OPIS ZADANIA: Jak mógłby brzmieć dalszy ciąg tekstu o świadczeniach dla obywateli Ukrainy w Polsce? Dopisz kolejny fragment, zaczynając od miejsca, w którym ten tekst się kończy.

**** TREŚĆ DOKUMENTU

Uciekający przed bombami mogą dostać 300 zł na najpilniejsze zakupy, 500 zł na każde dziecko oraz zasiłki rodzinne. Obywatelowi Ukrainy, którego pobyt na terytorium Rzeczypospolitej Polskiej jest uznawany za legalny na podstawie specustawy uchwalonej właśnie przez Sejm, będą przysługiwały liczne świadczenia. Procedowana ustawa wprowadza jednorazowe świadczenie pieniężne w wysokości 300 zł na osobę. Ma zostać przeznaczone na utrzymanie, zakup żywności, odzieży, obuwia, środków higieny osobistej oraz na opłaty mieszkaniowe. Warunkiem jego uzyskania będzie przekroczenie polskiej granicy najwcześniej 24 lutego i wpisanie się do rejestru PESEL. Wniosek będzie można złożyć w urzędzie gminy, ośrodku pomocy społecznej lub centrum usług społecznych.”
– pisze Katarzyna Wójcik na łamach portalu rp.pl.
Wnioski o 500+, 300+, rodzinny kapitał składa się przez internet do ZUS. Dlatego, przy okazji występowania o nadanie numeru PESEL warto wyrazić zgodę na założenie profilu zaufanego. Umożliwi to składanie wniosków online. Istotne jest też to, że świadczenia te są wypłacane wyłącznie na rachunek bankowy.

********
**** DANE DO ANALIZY

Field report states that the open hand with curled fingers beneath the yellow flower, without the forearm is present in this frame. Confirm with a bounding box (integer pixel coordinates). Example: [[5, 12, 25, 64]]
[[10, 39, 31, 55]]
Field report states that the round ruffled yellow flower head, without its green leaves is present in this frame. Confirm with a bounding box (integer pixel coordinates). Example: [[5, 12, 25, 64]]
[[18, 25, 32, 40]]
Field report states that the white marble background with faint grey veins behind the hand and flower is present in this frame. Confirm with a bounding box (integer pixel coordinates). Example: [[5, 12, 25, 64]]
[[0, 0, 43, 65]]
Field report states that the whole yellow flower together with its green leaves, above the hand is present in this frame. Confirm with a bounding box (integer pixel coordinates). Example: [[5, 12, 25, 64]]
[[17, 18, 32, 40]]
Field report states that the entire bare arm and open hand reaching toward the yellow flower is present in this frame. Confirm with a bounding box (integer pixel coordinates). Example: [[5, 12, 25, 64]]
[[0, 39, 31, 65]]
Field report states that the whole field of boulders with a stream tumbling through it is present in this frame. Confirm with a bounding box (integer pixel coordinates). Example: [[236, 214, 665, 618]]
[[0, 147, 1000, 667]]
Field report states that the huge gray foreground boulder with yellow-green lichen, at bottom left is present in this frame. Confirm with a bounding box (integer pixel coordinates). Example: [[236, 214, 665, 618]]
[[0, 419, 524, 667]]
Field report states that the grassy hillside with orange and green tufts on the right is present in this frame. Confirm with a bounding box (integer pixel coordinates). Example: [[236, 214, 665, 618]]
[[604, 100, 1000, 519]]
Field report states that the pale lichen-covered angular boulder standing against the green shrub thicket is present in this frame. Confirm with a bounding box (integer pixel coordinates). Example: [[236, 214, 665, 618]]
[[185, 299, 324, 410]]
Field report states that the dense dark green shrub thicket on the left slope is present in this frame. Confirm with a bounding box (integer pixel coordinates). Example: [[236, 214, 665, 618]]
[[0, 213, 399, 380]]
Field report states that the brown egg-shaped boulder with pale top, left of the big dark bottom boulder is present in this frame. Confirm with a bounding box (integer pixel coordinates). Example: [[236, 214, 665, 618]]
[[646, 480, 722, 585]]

********
**** DANE DO ANALIZY

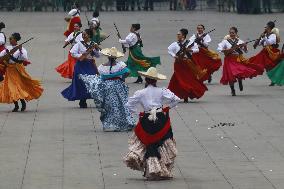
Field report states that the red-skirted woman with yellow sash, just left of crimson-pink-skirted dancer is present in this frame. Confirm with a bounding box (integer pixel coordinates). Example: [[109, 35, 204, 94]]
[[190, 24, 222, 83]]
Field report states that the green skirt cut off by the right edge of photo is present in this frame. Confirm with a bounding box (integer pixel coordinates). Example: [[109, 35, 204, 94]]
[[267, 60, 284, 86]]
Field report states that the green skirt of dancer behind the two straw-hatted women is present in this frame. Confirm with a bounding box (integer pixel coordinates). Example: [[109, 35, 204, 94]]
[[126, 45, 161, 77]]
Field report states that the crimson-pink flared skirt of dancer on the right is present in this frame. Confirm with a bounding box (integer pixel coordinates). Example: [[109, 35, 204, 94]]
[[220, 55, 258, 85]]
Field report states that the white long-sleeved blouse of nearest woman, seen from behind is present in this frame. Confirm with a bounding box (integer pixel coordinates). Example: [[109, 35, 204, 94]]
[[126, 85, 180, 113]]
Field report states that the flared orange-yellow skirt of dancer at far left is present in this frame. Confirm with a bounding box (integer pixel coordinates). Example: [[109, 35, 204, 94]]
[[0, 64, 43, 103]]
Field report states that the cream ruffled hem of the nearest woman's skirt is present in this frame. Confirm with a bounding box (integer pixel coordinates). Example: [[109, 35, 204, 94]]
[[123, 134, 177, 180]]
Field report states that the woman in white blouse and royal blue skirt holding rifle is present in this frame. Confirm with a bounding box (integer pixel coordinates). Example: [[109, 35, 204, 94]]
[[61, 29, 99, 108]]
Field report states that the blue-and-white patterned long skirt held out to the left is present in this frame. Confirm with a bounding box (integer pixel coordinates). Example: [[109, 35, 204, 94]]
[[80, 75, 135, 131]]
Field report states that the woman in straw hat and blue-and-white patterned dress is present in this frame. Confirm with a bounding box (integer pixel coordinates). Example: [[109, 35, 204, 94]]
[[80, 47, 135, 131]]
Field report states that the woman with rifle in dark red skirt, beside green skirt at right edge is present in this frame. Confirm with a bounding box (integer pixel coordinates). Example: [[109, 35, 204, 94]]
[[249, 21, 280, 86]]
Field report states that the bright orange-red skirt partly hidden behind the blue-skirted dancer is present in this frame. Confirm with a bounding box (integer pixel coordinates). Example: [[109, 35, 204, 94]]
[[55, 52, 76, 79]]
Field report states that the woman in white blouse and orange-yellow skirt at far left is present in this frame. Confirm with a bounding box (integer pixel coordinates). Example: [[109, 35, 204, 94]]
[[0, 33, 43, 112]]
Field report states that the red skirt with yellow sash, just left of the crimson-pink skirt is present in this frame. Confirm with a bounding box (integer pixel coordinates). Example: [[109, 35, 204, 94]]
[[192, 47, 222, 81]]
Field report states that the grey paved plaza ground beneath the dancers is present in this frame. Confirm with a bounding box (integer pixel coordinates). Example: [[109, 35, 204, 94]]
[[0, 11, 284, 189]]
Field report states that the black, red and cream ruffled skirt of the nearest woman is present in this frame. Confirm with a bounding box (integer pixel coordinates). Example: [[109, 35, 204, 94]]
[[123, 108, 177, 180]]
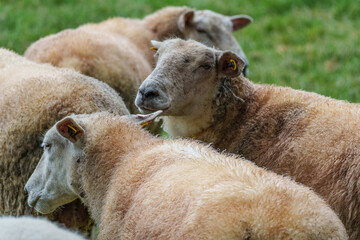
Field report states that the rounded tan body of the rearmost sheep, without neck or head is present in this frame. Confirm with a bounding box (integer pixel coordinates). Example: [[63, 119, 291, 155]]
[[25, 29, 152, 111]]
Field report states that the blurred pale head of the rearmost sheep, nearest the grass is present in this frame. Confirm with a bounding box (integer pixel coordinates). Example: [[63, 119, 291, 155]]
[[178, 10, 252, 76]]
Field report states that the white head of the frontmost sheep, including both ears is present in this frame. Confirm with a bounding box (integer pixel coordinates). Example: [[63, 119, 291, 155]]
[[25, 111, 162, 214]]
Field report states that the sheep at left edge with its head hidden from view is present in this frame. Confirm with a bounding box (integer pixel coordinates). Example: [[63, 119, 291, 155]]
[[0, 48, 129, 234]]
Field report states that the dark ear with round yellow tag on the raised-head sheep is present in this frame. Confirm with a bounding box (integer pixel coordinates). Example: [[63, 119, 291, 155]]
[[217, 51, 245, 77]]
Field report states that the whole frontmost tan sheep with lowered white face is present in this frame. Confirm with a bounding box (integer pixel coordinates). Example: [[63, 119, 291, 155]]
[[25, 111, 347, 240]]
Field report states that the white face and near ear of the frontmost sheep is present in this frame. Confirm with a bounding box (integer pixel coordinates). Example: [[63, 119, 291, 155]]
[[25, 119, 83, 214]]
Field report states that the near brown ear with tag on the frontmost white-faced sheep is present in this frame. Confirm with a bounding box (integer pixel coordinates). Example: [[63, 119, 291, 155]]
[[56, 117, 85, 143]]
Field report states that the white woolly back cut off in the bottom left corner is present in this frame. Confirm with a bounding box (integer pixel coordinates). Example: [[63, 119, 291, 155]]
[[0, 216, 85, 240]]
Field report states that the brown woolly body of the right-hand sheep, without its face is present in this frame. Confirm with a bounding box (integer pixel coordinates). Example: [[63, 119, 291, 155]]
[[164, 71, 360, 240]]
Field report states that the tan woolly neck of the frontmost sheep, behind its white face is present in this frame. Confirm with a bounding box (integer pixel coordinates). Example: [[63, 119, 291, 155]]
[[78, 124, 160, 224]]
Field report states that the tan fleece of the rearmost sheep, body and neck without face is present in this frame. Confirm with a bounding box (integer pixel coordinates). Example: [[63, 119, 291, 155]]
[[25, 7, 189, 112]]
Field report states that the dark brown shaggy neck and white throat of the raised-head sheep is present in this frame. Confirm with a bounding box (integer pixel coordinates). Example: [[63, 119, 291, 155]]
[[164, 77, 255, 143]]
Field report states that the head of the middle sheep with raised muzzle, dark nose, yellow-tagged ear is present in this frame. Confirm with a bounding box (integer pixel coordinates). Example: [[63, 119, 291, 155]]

********

ROZWIĄZANIE ZADANIA:
Nie warto zatem zwlekać z formalnościami. Prawo do świadczeń będzie ustalane, począwszy od miesiąca, w którym wpłynął wniosek, nie wcześniej jednak niż od miesiąca, w którym Ukrainiec został wpisany do rejestru osób uprawnionych do wsparcia na podstawie specustawy, prowadzonego przez komendanta głównego Straży Granicznej. Znajdą się w nim wszystkie osoby, które przekroczyły naszą granicę od 24 lutego i których wjazd do Polski został zarejestrowany podczas kontroli granicznej. Jeżeli nie zarejestrowano przekroczenia granicy, obywatel Ukrainy zostanie dopisany do rejestru przy okazji złożenia wniosku o PESEL.”
– czytamy.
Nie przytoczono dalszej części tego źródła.